Extract provided:
%%

We drove along to several different beaches, the first was at the end of a local residential area (Residential? Does zoning exist in southeast Asia?) and thus completely deserted.  It wasn't particularly nice, but it was an empty beach with white sand and clear blue water -- something tells me it won't stay that way for much longer.  From there we zipped back along the way we came, stopped at two markets, neither of which was very impressive, and picked up a bunch of bananas for the monkeys.  

"Monkeys! Monkeys!"  Uh, yeah, sure, we can go see monkeys.  I mean yeah, monkeys are fun.  I kind of wish they made easier pets.  But I've become a bit wary of monkeys; they're one of the myriad tourist traps overly touted in southeast Asia to fleece travelers (see: elephant rides, cheap kitschy crap, and anything having to do with boats).
  Dude was all about the monkeys.  So ok, let's go.  All I have to say is "monkeys! monkeys!"  Dude knew what he was doing.  

We drove up to a temple, nothing old or special or pleasing to the eye, just a common current-day temple.  He starts clapping and screeching and making a fuss; I walk away to take a picture of the view (the temple was perched at the top of the hill) and give myself some breathing room away from the crazy monkey man making all the racket.

%%

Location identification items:
%%

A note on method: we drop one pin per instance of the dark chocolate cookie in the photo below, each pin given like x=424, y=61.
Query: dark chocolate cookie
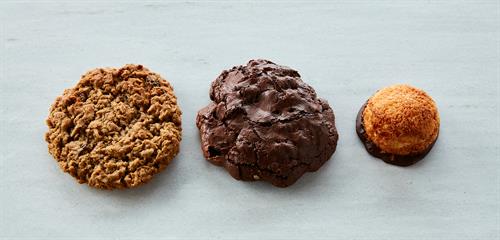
x=265, y=123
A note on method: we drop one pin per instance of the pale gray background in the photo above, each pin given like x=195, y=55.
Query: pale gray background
x=345, y=50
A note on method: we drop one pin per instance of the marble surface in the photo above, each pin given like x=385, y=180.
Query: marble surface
x=345, y=49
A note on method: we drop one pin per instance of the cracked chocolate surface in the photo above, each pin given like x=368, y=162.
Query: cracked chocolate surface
x=265, y=123
x=116, y=128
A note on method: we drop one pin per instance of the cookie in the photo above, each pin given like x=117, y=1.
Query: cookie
x=265, y=123
x=116, y=128
x=399, y=124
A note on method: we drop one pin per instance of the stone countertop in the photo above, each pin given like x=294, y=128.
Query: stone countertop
x=345, y=50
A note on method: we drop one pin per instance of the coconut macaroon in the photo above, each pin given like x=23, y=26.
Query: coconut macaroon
x=399, y=124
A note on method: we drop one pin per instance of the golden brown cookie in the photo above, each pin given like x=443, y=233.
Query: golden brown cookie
x=116, y=128
x=399, y=124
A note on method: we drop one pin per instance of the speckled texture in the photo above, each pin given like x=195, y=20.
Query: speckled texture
x=401, y=120
x=116, y=128
x=346, y=50
x=265, y=123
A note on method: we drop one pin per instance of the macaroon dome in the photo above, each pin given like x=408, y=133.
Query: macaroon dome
x=401, y=120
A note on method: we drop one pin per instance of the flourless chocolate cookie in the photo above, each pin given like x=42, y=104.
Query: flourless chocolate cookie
x=265, y=123
x=116, y=128
x=399, y=125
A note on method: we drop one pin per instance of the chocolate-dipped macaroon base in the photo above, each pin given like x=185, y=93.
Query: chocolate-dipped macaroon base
x=374, y=150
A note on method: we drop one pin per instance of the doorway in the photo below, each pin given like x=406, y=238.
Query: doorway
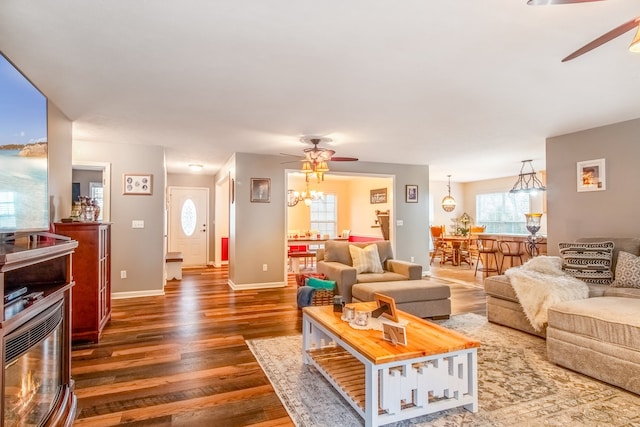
x=188, y=230
x=93, y=179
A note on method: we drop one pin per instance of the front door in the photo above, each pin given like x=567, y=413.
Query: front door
x=188, y=220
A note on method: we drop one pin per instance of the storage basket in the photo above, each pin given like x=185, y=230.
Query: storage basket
x=320, y=296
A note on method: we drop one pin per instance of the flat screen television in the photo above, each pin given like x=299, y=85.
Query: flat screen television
x=24, y=191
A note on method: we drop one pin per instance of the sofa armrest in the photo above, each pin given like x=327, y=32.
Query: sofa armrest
x=344, y=276
x=411, y=270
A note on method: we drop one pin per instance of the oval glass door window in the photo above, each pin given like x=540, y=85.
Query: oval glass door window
x=188, y=217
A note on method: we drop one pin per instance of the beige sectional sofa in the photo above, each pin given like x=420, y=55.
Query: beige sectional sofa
x=598, y=336
x=335, y=262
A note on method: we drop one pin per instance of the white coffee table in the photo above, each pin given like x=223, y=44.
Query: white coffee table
x=386, y=383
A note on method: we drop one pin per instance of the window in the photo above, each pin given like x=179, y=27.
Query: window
x=502, y=212
x=324, y=214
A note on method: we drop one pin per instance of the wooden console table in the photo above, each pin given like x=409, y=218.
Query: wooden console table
x=386, y=383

%%

Required tasks:
1/ In the travel account, what did they buy for the monkeys?
2/ Rewrite the listing from the line with "like x=567, y=413." to the line with "x=320, y=296", swapping "front door" for "entry door" and leaving everything else unchanged.

Answers for the exercise:
1/ A bunch of bananas.

2/
A note on method: we drop one pin per instance of the entry door in the photo above, each pin given like x=567, y=413.
Query: entry door
x=188, y=220
A note on method: we drop one pin per instance of the storage basket in the photo above, each pin given like x=185, y=230.
Query: storage basket
x=320, y=296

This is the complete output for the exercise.